● STATED PROBLEM
Pick out every line in the entries below that contains the string "green", and copy each such line.

● AVAILABLE RECORDS
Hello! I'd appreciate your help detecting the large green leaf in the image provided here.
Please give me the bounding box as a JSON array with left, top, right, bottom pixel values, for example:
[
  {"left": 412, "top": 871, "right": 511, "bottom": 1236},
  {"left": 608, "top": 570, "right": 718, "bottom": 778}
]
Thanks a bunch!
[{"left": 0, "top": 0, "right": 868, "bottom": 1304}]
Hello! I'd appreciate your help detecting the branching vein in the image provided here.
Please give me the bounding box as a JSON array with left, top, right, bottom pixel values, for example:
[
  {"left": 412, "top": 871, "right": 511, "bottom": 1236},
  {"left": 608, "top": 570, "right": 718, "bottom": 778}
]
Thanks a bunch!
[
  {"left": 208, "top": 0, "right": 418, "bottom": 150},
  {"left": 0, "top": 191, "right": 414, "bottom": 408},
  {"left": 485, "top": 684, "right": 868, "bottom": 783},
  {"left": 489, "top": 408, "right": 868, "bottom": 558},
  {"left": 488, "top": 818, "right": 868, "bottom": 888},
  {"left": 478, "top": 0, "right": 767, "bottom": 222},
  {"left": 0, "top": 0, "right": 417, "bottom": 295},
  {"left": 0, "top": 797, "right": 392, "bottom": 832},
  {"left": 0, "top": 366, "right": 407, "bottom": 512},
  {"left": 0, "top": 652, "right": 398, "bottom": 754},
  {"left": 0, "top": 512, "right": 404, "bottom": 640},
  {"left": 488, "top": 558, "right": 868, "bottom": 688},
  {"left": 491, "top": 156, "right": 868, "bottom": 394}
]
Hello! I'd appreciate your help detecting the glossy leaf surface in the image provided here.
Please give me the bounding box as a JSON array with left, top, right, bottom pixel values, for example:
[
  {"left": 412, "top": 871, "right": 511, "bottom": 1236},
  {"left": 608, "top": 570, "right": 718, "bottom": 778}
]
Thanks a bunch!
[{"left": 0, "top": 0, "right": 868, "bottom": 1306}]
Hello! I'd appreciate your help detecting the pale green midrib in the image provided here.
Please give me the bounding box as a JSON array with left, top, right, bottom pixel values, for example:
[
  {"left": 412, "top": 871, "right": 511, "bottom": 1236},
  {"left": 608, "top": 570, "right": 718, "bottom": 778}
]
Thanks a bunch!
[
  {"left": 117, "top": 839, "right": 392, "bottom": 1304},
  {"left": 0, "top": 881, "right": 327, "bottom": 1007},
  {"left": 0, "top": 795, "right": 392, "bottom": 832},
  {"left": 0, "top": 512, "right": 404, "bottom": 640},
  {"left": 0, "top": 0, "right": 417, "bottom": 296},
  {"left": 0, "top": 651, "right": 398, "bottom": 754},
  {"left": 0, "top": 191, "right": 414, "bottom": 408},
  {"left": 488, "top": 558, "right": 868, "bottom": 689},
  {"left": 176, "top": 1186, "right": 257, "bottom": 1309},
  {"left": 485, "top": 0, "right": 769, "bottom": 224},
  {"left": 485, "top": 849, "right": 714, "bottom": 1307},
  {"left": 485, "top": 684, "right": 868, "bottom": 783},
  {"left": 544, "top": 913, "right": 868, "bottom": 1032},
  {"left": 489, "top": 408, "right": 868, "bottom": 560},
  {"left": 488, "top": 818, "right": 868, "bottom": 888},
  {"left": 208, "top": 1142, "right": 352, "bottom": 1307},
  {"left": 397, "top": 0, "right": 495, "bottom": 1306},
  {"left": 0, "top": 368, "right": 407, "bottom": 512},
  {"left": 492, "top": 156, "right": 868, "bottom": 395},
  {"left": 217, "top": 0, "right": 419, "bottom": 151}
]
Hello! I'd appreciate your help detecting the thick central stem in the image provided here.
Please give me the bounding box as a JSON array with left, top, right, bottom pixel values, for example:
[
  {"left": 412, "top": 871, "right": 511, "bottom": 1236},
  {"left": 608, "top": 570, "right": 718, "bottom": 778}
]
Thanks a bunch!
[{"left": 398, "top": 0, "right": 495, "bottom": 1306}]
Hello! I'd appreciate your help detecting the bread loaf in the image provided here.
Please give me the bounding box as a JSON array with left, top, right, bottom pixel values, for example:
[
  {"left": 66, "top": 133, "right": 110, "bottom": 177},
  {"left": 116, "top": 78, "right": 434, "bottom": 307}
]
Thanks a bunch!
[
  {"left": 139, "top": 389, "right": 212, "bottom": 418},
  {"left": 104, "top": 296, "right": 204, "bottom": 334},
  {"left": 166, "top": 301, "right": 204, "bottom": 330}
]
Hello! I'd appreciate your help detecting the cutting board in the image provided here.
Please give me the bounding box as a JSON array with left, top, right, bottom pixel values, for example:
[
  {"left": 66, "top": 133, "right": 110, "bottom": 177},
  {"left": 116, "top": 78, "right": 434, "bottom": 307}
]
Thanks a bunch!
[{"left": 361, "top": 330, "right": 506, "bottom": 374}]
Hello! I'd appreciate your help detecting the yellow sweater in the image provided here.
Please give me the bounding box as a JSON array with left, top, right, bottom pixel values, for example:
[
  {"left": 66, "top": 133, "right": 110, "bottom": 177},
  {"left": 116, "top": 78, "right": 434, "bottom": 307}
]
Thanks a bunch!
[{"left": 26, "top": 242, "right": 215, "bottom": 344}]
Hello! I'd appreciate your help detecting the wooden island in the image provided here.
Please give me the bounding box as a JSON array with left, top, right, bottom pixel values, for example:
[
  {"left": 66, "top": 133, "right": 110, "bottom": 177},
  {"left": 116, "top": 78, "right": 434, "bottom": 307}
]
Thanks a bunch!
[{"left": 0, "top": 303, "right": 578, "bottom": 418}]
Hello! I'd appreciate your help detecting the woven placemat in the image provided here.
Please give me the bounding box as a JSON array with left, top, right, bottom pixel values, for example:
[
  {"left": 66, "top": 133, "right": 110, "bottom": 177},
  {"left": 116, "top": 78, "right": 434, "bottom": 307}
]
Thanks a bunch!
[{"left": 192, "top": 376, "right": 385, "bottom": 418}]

● WRITTEN RESPONSE
Hello! I'd appreciate your help detecting the large green leaf in the image provided here.
Hello! I'd appreciate your help detecting the pale green midrib in the image provided here.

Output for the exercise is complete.